* Lista de tarefas:
a) Traduza para o inglês esta frase do texto fornecido: "Pai, é possível retomar uma oração passada da onde a gente parou igual um serviço de streaming?"
b) Responda com base no texto fornecido:
(i) Na citação entre aspas, o Diabo é apenas o quê?
(ii) Por até quantas horas Nietzsche dizia andar nas montanhas?
(iii) O que a pessoa invejosa disse que era uma ofensa?

* Texto fornecido:
-=-=-

ORAÇÃO LAICA NO RECANTO:


 

O RECANTO DAS LETRAS, ORGULHOSAMENTE, APRESENTA:
 


 

Pai, é possível retomar uma oração passada da onde a gente parou igual um serviço de streaming?

 

Gostaria de retomar a de ontem em que falei para o senhor me livrar de ser o que não sou — para falar também: que eu fique mais perito ainda em reconhecer nas pessoas aquilo que elas não são. Principalmente nas mulheres, que gostam de se passar por aquilo que não são. Mas meus sentidos, com o passar do tempo, logo as farejarão e verão o que elas de fato são.

 


 

O FILHO PRÓDIGO NÃO PARA

Frederico Guilherme, Nietzsche, seu filho pródigo — sempre ele — ousou dizer que o diabo é sua ociosidade, Pai.


“foi o próprio Deus que, ao fim da sua jornada de trabalho, estendeu-se em forma de serpente sob a Árvore do Conhecimento: assim descansou de ser Deus... Havia feito tudo demasiado bonito... O Diabo é apenas a ociosidade de Deus a cada sete dias...”

 

 

Por isso ponho sempre em movimento a produzir, a pensar. Ele mesmo, não sei se é verdade ou se mentia, dizia que andava nas montanhas por até sete horas. Eu devo me exercitar umas cinco, mas para dignificar a atividade, leio, vejo filmes, e meu corpo é uma máquina de guerra — como dizia Deleuze — uma máquina desejante de produzir pensamento.

 


 

O INFERNO SÃO  OS — OLHARES DOS — OUTROS

Mesmo assim, como a sua criação é egoísta, percebo os olhares dos invejosos e recalcados diante de mim — como aquela invejosa que disse que falar que pareço um bebê reborn era uma ofensa. Uma pessoa anônima, sem conteúdo, sem identidade, que se atém a falar de assuntos que estão em voga, não em criar o novo.

-=-=-

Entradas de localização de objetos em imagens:
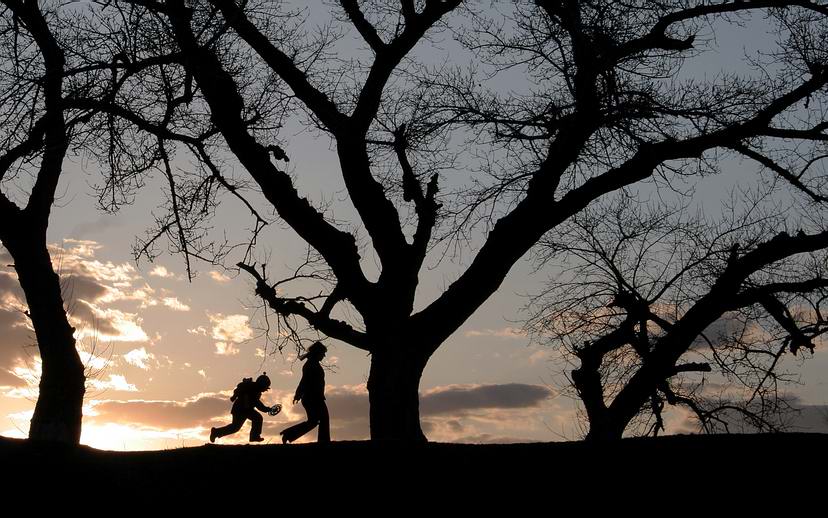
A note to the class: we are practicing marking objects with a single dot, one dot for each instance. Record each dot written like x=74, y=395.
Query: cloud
x=160, y=271
x=174, y=304
x=225, y=349
x=8, y=379
x=510, y=333
x=459, y=399
x=231, y=328
x=109, y=324
x=219, y=277
x=139, y=358
x=453, y=413
x=194, y=412
x=115, y=382
x=228, y=330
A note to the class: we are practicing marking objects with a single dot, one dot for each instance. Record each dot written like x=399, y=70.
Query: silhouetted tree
x=50, y=58
x=603, y=107
x=36, y=137
x=657, y=306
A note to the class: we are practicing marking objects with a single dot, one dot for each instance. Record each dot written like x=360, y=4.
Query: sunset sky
x=165, y=353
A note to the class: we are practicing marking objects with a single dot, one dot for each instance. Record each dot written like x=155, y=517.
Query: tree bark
x=393, y=393
x=59, y=409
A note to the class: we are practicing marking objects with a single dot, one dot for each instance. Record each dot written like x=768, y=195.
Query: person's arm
x=261, y=406
x=300, y=390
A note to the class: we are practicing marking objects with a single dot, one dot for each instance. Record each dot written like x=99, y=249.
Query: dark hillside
x=680, y=465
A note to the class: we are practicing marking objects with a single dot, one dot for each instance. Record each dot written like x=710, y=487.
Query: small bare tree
x=602, y=106
x=655, y=306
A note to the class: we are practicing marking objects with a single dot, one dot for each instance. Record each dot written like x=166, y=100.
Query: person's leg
x=256, y=426
x=235, y=426
x=324, y=434
x=298, y=430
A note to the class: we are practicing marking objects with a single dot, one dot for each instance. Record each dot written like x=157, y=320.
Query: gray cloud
x=101, y=224
x=83, y=312
x=83, y=287
x=458, y=399
x=348, y=407
x=14, y=337
x=164, y=414
x=7, y=379
x=8, y=283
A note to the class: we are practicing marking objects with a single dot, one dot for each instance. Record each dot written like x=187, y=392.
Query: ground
x=739, y=468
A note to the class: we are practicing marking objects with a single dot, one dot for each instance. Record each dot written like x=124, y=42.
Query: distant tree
x=597, y=103
x=49, y=57
x=35, y=139
x=654, y=306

-=-=-

* Respostas por tarefa:
a) Father, is it possible to resume a past prayer from where we left off, like a streaming service?

b)
(i) A ociosidade de Deus a cada sete dias.
(ii) Até sete horas.
(iii) Falar que quem fala no texto parece um bebê reborn.